- EXERCISE DATA:

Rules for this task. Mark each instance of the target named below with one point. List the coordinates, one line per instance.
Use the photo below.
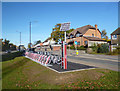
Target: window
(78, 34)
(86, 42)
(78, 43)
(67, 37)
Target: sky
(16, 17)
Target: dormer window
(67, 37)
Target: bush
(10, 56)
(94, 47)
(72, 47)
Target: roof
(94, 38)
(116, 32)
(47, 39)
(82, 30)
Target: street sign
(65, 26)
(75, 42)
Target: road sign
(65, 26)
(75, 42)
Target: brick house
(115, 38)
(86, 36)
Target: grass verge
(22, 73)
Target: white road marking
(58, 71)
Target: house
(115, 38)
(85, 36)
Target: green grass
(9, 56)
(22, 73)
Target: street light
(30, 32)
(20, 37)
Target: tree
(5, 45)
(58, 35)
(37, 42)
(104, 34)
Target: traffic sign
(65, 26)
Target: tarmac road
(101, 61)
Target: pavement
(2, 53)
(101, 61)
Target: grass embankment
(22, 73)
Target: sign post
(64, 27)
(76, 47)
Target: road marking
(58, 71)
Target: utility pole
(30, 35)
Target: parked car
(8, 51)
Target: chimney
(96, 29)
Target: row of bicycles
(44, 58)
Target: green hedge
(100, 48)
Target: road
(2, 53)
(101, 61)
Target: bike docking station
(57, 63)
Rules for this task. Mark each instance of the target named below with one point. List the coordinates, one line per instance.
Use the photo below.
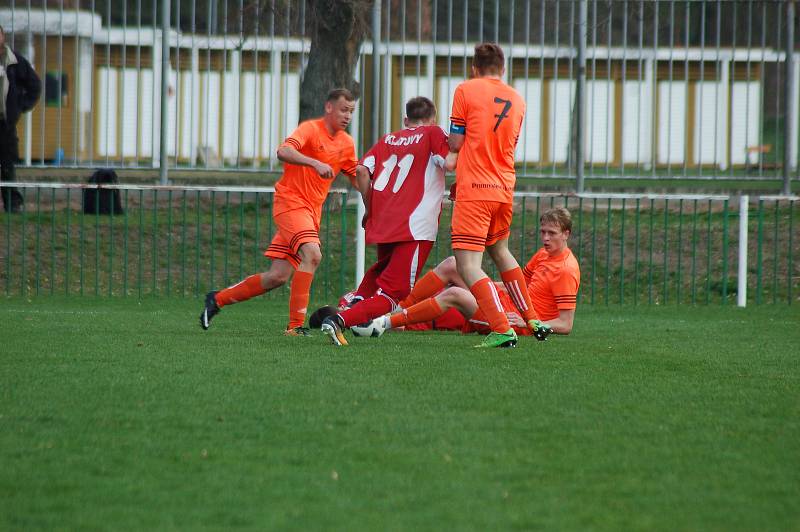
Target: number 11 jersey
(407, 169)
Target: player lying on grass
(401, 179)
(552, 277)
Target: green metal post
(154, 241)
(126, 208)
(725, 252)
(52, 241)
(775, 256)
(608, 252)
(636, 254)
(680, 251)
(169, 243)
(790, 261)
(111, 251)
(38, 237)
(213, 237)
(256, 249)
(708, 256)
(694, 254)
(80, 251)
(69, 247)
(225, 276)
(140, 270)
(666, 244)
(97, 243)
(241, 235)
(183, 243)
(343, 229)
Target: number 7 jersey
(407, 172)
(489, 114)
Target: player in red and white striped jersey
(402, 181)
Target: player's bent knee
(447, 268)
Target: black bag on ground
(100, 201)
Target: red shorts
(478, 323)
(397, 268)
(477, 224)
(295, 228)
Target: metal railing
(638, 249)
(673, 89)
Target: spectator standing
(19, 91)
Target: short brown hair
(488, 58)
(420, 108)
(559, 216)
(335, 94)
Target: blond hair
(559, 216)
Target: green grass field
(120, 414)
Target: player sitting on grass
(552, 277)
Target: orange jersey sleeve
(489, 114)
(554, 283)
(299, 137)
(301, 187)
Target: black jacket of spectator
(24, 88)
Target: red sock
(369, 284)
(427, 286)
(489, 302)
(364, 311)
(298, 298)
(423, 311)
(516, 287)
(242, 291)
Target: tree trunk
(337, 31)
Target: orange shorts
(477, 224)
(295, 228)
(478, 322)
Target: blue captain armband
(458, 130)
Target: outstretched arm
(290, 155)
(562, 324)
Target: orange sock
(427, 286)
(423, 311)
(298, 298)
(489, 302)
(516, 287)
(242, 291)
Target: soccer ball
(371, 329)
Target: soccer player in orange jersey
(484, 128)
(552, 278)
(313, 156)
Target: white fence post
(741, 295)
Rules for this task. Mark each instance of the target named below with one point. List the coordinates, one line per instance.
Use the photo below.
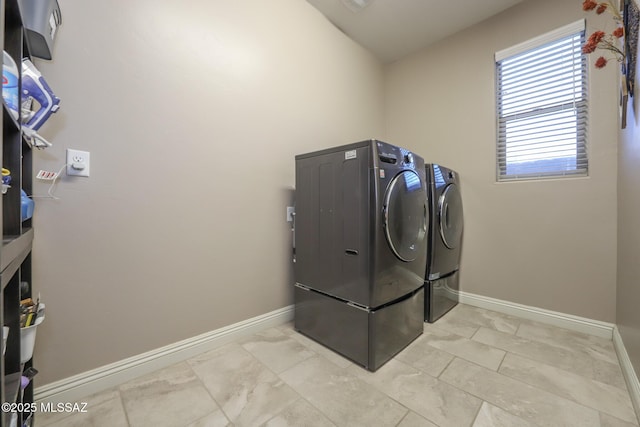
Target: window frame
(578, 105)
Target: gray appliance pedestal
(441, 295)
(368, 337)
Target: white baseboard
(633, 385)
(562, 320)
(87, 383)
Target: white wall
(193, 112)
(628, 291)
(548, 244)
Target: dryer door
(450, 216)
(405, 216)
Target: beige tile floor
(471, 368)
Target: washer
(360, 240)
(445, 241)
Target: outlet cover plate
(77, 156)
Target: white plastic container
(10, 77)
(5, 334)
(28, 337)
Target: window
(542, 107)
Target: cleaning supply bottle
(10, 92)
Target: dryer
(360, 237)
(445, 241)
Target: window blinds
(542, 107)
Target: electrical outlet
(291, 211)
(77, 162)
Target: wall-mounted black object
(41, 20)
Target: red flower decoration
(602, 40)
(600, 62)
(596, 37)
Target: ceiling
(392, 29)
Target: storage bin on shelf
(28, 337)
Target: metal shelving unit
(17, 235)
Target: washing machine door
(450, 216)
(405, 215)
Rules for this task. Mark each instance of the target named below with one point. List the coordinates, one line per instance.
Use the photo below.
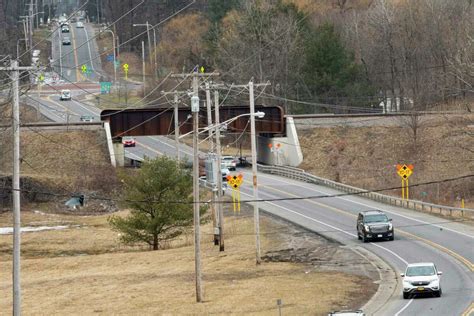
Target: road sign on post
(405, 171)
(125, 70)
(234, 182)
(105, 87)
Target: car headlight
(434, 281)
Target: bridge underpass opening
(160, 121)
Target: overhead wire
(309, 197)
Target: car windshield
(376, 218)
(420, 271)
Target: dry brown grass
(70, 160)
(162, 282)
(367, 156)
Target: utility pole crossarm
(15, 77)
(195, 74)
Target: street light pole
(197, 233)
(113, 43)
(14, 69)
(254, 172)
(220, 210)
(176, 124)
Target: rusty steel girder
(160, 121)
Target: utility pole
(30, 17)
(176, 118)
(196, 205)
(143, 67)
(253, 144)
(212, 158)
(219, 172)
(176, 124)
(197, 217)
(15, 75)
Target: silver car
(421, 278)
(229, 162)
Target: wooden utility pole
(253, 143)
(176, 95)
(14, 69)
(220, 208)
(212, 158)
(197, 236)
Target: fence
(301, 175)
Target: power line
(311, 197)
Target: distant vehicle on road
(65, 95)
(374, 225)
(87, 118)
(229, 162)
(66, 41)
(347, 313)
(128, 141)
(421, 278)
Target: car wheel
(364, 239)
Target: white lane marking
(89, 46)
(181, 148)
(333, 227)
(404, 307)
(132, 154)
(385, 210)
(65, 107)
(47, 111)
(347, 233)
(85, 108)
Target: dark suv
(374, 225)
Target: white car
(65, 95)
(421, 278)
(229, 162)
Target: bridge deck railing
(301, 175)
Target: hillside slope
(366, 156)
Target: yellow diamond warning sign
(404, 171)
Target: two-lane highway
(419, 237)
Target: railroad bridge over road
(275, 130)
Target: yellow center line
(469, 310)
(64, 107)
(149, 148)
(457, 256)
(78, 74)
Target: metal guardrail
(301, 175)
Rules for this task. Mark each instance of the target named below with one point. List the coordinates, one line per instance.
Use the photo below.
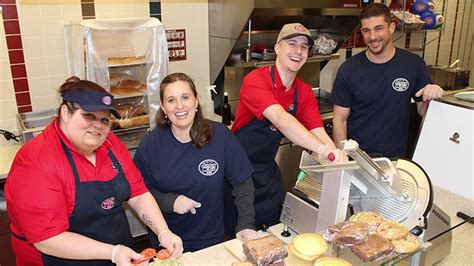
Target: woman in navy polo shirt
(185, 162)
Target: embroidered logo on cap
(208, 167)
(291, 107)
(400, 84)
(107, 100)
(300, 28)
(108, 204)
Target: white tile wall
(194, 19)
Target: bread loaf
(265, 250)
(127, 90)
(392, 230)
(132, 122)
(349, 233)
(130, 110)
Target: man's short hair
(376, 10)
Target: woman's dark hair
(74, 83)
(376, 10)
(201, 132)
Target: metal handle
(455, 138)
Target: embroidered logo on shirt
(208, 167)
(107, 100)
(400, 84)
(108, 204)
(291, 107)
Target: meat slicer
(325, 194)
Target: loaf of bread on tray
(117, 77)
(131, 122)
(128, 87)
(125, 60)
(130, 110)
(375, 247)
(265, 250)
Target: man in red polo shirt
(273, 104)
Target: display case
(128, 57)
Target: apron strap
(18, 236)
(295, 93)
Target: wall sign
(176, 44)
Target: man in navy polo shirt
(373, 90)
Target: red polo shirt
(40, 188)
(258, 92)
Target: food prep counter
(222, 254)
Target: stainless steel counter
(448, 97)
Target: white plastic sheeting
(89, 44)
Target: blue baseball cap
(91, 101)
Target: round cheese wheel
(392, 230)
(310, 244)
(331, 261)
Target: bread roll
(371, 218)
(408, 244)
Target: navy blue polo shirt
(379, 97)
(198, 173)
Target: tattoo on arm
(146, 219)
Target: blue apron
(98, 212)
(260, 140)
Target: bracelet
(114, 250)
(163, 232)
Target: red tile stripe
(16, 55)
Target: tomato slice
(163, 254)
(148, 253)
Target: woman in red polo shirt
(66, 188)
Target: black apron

- TASK DETAILS:
Please keep every line of the data the same when you reproduce it, and keep every picture out.

- RESPONSE FOR THIS EXERCISE:
Rules for this task. Mark each instance of the target named below with one point. List the coordinates, one line per instance.
Use the photo below.
Target: window
(78, 34)
(86, 42)
(78, 43)
(67, 37)
Target: sky
(16, 17)
Target: dormer window
(67, 37)
Target: bush
(10, 56)
(94, 47)
(72, 47)
Target: roof
(94, 38)
(116, 32)
(47, 39)
(82, 30)
Target: street sign
(65, 26)
(75, 42)
Target: road sign
(65, 26)
(75, 42)
Target: brick house
(115, 38)
(86, 36)
Target: grass verge
(22, 73)
Target: white road marking
(58, 71)
Target: house
(115, 38)
(85, 36)
Target: green grass
(9, 56)
(22, 73)
Target: street light
(30, 32)
(20, 37)
Target: tree
(5, 45)
(58, 35)
(37, 42)
(104, 34)
Target: traffic sign
(65, 26)
Target: tarmac road
(101, 61)
Target: pavement
(2, 53)
(101, 61)
Target: grass embankment
(22, 73)
Target: sign post
(64, 27)
(76, 47)
Target: road marking
(58, 71)
Target: utility pole
(30, 35)
Target: parked car
(8, 51)
Target: chimney
(96, 29)
Target: row of bicycles
(44, 58)
Target: green hedge
(100, 48)
Target: road
(2, 53)
(101, 61)
Target: bike docking station
(57, 63)
Rules for this task. Mark each instance of the target named below with one point. List the coordinates, one line per instance.
Use the photo below.
Target: number 11 jersey
(407, 169)
Target: player lying on grass
(401, 179)
(552, 277)
Target: green metal post
(154, 241)
(126, 208)
(725, 252)
(52, 241)
(775, 256)
(608, 252)
(636, 254)
(680, 251)
(169, 243)
(790, 261)
(111, 251)
(38, 237)
(213, 237)
(256, 249)
(708, 256)
(694, 254)
(80, 251)
(69, 247)
(225, 276)
(140, 270)
(666, 244)
(97, 243)
(241, 235)
(183, 243)
(343, 229)
Target: number 7 jersey
(407, 172)
(489, 114)
Target: player in red and white striped jersey
(402, 181)
Target: player's bent knee
(447, 268)
Target: black bag on ground
(100, 201)
Target: red shorts
(478, 323)
(397, 268)
(477, 224)
(295, 228)
Target: metal railing
(638, 249)
(673, 89)
Target: spectator standing
(19, 91)
Target: short brown hair
(488, 58)
(420, 108)
(559, 216)
(335, 94)
Target: blond hair
(559, 216)
Target: green grass field
(120, 414)
Target: player sitting on grass
(552, 277)
Target: orange jersey sleeve
(489, 114)
(554, 283)
(299, 137)
(301, 187)
Target: black jacket of spectator
(24, 88)
Target: red sock
(369, 284)
(427, 286)
(489, 302)
(364, 311)
(298, 298)
(423, 311)
(516, 287)
(242, 291)
Target: tree trunk
(337, 31)
Target: orange shorts
(477, 224)
(295, 228)
(478, 322)
Target: blue captain armband
(458, 130)
Target: outstretched arm
(290, 155)
(562, 324)
Target: orange sock
(427, 286)
(423, 311)
(298, 298)
(489, 302)
(516, 287)
(242, 291)
Target: soccer ball
(371, 329)
Target: soccer player in orange jersey
(484, 128)
(552, 278)
(313, 156)
Target: white fence post
(741, 295)
Rules for this task. Mark each instance of the target named below with one point. List the coordinates, one line per instance.
Use the photo below.
Target: window frame
(578, 105)
Target: gray appliance pedestal
(441, 295)
(368, 337)
Target: white baseboard
(633, 385)
(562, 320)
(87, 383)
Target: white wall
(193, 112)
(628, 291)
(548, 244)
Target: dryer door
(450, 216)
(405, 216)
Target: beige tile floor
(471, 368)
Target: washer
(360, 240)
(445, 241)
Target: outlet cover plate
(77, 156)
Target: white plastic container
(10, 77)
(5, 334)
(28, 337)
Target: window
(542, 107)
Target: cleaning supply bottle
(10, 92)
Target: dryer
(360, 237)
(445, 241)
Target: window blinds
(542, 107)
Target: electrical outlet
(291, 211)
(77, 162)
Target: wall-mounted black object
(41, 20)
Target: red flower decoration
(602, 40)
(600, 62)
(596, 37)
Target: ceiling
(392, 29)
Target: storage bin on shelf
(28, 337)
Target: metal shelving unit
(17, 235)
Target: washing machine door
(450, 216)
(405, 215)
Rules for this task. Mark each instance of the target named below with one point. List the coordinates, one line per instance.
Use the photo below.
Target: road sign on post
(405, 171)
(125, 70)
(234, 182)
(105, 87)
Target: car headlight
(434, 281)
Target: bridge underpass opening
(160, 121)
Target: overhead wire
(309, 197)
Target: car windshield
(376, 218)
(420, 271)
Target: dry brown grass
(70, 160)
(162, 282)
(367, 156)
Target: utility pole crossarm
(15, 77)
(195, 74)
Target: street light pole
(197, 233)
(113, 43)
(14, 69)
(254, 172)
(220, 210)
(176, 124)
Target: rusty steel girder
(160, 121)
Target: utility pole
(30, 17)
(176, 118)
(196, 205)
(143, 67)
(253, 144)
(212, 158)
(219, 172)
(176, 124)
(197, 217)
(15, 75)
Target: silver car
(421, 278)
(229, 162)
Target: wooden utility pole
(253, 143)
(176, 95)
(14, 69)
(220, 208)
(212, 158)
(197, 236)
Target: fence
(301, 175)
Target: power line
(311, 197)
Target: distant vehicle on road
(65, 95)
(374, 225)
(87, 118)
(229, 162)
(66, 41)
(347, 313)
(128, 141)
(421, 278)
Target: car wheel
(364, 239)
Target: white lane marking
(89, 46)
(181, 148)
(333, 227)
(404, 307)
(132, 154)
(385, 210)
(65, 107)
(47, 111)
(347, 233)
(85, 108)
Target: dark suv
(374, 225)
Target: white car
(65, 95)
(421, 278)
(229, 162)
Target: bridge deck railing
(301, 175)
Target: hillside slope
(366, 156)
Target: yellow diamond warning sign
(404, 171)
Target: two-lane highway
(419, 237)
Target: railroad bridge over road
(275, 130)
Target: yellow center line
(469, 310)
(64, 107)
(149, 148)
(457, 256)
(78, 74)
Target: metal guardrail
(301, 175)
Rules for this task. Mark each instance of the target named below with one point. List the coordinates, one line per instance.
Use the photo below.
Target: woman in navy polo shirt
(185, 162)
Target: embroidered logo on cap
(208, 167)
(291, 107)
(400, 84)
(107, 100)
(300, 28)
(108, 204)
Target: white tile wall
(194, 19)
Target: bread loaf
(265, 250)
(127, 90)
(392, 230)
(132, 122)
(349, 233)
(130, 110)
Target: man's short hair
(376, 10)
Target: woman's dark hair
(74, 83)
(376, 10)
(201, 132)
Target: metal handle
(455, 138)
Target: embroidered logo on shirt
(208, 167)
(107, 100)
(400, 84)
(108, 204)
(291, 107)
Target: meat slicer
(325, 194)
Target: loaf of bread on tray
(117, 77)
(131, 122)
(128, 87)
(125, 60)
(130, 110)
(375, 247)
(265, 250)
Target: man in red polo shirt
(273, 104)
Target: display case
(128, 57)
Target: apron strap
(18, 236)
(295, 93)
Target: wall sign
(176, 44)
Target: man in navy polo shirt
(373, 90)
Target: red polo shirt
(40, 188)
(258, 92)
Target: food prep counter
(222, 254)
Target: stainless steel counter
(448, 97)
Target: white plastic sheeting
(89, 44)
Target: blue baseball cap
(91, 101)
Target: round cheese wheel
(392, 230)
(310, 244)
(331, 261)
Target: bread roll
(371, 218)
(408, 244)
Target: navy blue polo shirt
(379, 97)
(198, 173)
Target: tattoo on arm
(146, 219)
Target: blue apron
(98, 212)
(260, 140)
Target: bracelet
(114, 250)
(163, 232)
Target: red tile stripe
(16, 55)
Target: tomato slice
(163, 254)
(148, 253)
Target: woman in red polo shirt
(66, 188)
Target: black apron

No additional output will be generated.